PROVIDED PASSAGE:

——

We applied the Kendall Tau Rank Correlation Coefficient metric to measures the rankings obtained from the HSM. Table 5 shows the rank order correlation among all five HSM, as well as the ranking obtained from human similarity judgment. The results show that 10 of 15 correlations were statistically significant at 2-tailed (p < 0.01). The strongest correlations occur for HEEM-HEOM (τ = 0.929, p < 0.01), HVDM-HEOM (τ = 0.515, p < 0.01), HVDM-HEEM (τ = 0.573, p < 0.01), and HEGM-HELM (τ = 0.436, p < 0.01). The weaker correlations occur among the following: HELM with HEOM, HVDM, and HEEM; HEGM with HEOM, HVDM, and HEEM. However, there are positive correlations among the ranking results from the human similarity judgements with HEOM, HVDM and HEEM; and a negative correlation with HELM and HEGM. The ranking produced by HEEM (τ = 0.449, p < 0.01) correlates highly with the human similarity judgements, closely followed by HEOM (τ = 0.229, p < 0.01). HVDM and HELM have a weak rank correlation with human similarity judgements, whereas HEGM had a significant negative correlation with human similarity judgements.

Table 5 Kendall Tau Rank Correlation Coefficients


High precision connotes that the heterogeneous similarity metrics ranked and returned more relevant services as contained in the gold standard. We used the ranking produced by HEOM as the gold standard and served as the benchmark to measure the precision of the rankings produced by the other HSM used in the evaluation. The value of top-k ranged from 5, 10, 15, 20 and 25. Based on the analysis shown in Fig. 2, we observed that HEEM consistently gave the highest precision accuracy across the ranges of k, followed slightly by HVDM, meanwhile HELM had the least.

Fig. 2
figure 2

Precision Score of the heterogeneous similarity metrics (HEEM, HEGM, HVDM, HELM). Precision of the heterogeneous similarity metrics (HSM) measures how many relevant cloud services were ranked and returned by HSM as contained in the gold standard. The gold standard contained the ranking of services produced by HEOM, and it served as the benchmark to measure the precision of the rankings produced by other HSM including HEEM, HEGM, HVDM and HELM. The value of top-k ranged from 5, 10, 15, 20 and 25. HEEM had the highest precision score on all values of k compared to other HSM


Based on the results of the rank order correlation and ranking accuracy measured by precision metrics precision, HEEM performed relatively well in comparison to HVDM viz a viz the ranking produced by HEOM. Although the HEOM and the HVDM are known heterogeneous similarity metrics and have been employed for similarity computations [22, 52], this paper was the first to apply these metrics, together with the three proposed in this paper, to rank cloud services by considering heterogeneous nature of cloud services QoS model. The application of HSM in ranking cloud services provides a more credible basis for cloud service ranking and selection. In this paper, we have been able to consider the heterogeneous dimensions of the QoS model that defines cloud services that have been hitherto overlooked by previous cloud ranking and selection approaches. Based on the results of the experimental evaluations, we showed that not only is the HEEM a promising metric for ranking heterogeneous dataset, it can also be applied to accurately rank cloud services in cloud service e-marketplace contexts with respect to user requirements. Generally, the results of the experimental evaluation show the suitability of HSM for ranking cloud services in a cloud service e-marketplace context. More specifically, HEOM, HEEM, and HVDM show considerable ranking accuracy compared to HEGM and HELM. Therefore, a cloud service selection approach that uses HSM to rank cloud services is more suitable compared to approaches that consider only quantitative QoS attributes.

——

EXTRACTED DATA:
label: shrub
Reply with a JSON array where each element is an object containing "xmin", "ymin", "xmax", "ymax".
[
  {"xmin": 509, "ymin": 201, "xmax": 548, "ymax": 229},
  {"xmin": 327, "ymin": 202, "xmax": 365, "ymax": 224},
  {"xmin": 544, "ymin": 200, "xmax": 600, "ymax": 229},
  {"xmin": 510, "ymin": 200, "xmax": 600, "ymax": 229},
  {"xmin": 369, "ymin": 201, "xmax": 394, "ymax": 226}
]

——

WORK INSTRUCTIONS:
1. The passage on ranking cloud services concludes that a selection approach using HSM is more suitable than one considering only quantitative QoS attributes. What basis does the passage give for this conclusion?
2. List the pairs of metrics that the passage on ranking cloud services names as having the strongest correlations, each with its τ value.

SOLUTIONS TO THE EXERCISE:
1. The experimental evaluation showed that HSM are suitable for ranking cloud services in a cloud service e-marketplace, with HEOM, HEEM, and HVDM showing considerable ranking accuracy compared to HEGM and HELM. HSM also account for the heterogeneous dimensions of the QoS model that earlier ranking and selection approaches overlooked.

2.
- HEEM-HEOM: τ = 0.929
- HVDM-HEOM: τ = 0.515
- HVDM-HEEM: τ = 0.573
- HEGM-HELM: τ = 0.436